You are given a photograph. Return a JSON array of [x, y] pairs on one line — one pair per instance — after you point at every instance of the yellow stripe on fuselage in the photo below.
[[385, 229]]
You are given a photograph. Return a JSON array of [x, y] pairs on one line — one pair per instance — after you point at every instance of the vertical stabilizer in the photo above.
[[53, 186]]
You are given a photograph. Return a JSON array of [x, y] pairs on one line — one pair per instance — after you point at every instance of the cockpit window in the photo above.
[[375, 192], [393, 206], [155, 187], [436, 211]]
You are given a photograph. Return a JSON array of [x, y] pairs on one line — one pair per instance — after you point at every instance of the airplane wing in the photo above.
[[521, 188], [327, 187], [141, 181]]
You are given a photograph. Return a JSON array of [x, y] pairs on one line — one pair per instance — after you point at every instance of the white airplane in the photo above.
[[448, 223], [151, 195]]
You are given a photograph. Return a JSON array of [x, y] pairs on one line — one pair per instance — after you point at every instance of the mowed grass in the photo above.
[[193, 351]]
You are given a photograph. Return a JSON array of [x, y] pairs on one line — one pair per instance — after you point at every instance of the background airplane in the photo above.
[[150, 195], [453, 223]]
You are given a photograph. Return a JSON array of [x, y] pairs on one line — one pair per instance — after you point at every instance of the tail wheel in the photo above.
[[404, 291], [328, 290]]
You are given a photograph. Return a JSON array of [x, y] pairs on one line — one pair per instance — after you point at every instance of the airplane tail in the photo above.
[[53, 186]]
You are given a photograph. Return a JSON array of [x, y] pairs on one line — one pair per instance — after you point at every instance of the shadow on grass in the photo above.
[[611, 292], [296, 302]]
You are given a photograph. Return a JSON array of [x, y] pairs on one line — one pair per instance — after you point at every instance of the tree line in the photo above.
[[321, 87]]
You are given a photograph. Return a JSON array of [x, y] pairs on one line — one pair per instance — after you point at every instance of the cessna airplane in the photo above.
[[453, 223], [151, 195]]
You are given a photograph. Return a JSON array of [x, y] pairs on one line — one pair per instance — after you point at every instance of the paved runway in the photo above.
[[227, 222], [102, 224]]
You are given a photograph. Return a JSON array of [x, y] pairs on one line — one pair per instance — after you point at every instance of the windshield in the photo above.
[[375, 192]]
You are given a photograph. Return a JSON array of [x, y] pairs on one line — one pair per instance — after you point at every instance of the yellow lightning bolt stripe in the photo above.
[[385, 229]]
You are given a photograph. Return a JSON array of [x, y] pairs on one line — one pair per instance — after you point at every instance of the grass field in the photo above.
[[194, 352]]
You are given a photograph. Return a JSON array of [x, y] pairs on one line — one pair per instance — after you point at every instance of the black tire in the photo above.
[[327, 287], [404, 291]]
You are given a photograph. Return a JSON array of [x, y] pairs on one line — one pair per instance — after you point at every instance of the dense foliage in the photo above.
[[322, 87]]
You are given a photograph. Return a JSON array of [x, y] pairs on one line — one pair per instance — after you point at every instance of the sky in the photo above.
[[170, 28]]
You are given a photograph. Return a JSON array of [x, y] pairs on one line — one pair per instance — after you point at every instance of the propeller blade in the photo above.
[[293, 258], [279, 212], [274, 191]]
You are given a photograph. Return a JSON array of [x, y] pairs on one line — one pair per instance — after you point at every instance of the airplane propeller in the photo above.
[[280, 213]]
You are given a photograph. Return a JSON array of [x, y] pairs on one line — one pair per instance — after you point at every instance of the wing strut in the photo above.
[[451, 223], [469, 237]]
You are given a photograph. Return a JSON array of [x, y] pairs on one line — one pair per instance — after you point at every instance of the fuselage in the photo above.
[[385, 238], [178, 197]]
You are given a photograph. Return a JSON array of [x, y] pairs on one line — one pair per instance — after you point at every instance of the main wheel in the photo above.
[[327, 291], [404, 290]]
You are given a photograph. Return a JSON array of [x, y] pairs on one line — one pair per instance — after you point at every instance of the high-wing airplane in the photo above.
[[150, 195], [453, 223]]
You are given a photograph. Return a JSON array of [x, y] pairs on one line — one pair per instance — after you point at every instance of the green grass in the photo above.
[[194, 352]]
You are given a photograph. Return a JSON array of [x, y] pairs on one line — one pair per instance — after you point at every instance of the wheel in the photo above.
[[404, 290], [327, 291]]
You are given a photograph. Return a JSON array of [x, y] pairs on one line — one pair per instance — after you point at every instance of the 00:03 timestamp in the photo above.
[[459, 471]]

_ _ _ _ _

## [THE EXERCISE]
Rewrite the records from the line containing "green grass in the photo above." through the last line of the records, both ends included, and keep each request unchanged. Scale every x and y coordinate in the answers by 0.35 and round to whole numbers, with halves rounded up.

## [ANSWER TO THE PROBLEM]
You are given a photograph. Return a JSON array of [x, y] pairs on one line — one pair per instance — after you point at every instance of the green grass in the photo above.
[[68, 123]]
You are given a photograph. Return a JSON array of [x, y] pairs on one line — one pair per instance — after you point at every instance of the wheel in the photo above.
[[141, 102], [114, 102]]
You are given a photograph. Return a JSON array of [x, y] pairs on one line — one pair per instance — after you point at every instance of the 00:03 timestamp in the photo above.
[[161, 165]]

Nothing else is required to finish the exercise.